Raw data:
* * *
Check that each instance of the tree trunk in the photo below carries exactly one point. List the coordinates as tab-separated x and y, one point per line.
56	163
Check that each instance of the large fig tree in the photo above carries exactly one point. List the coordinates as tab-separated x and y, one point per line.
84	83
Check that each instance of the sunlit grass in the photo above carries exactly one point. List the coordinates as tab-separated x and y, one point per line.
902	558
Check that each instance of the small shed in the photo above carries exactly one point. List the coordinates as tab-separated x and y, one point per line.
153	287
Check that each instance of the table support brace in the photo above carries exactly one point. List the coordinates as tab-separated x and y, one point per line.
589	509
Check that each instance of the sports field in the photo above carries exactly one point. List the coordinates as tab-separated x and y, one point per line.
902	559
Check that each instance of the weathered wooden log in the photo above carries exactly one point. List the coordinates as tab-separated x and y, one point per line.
* * *
Your assignment:
Could you print all of the entries again exactly as they stand?

Your response:
Check that each instance of the tree trunk in the photo below carries exactly one point. List the coordinates as tab-separated x and y, one point per line.
56	163
Check that each instance of the large fig tree in the photo above carries exactly one point. List the coordinates as tab-separated x and y, one point per line.
84	83
Check that each instance of the sunlit grass in the photo above carries exactly one point. List the coordinates as tab-separated x and y, one point per line.
902	558
Check that each instance of the small shed in the photo above carries exactly one point. List the coordinates as tab-separated x and y, one point per line.
153	287
Check that each instance of the table support brace in the photo above carries exactly one point. List the coordinates as tab-separated x and y, one point per line.
589	509
Check that each instance of the sports field in the photo above carries exactly one point. List the coordinates as tab-separated x and y, one point per line.
902	559
Check that each instance of the weathered wooden log in the photo above carries exactly one point. List the coordinates as tab-separated x and y, one point per line.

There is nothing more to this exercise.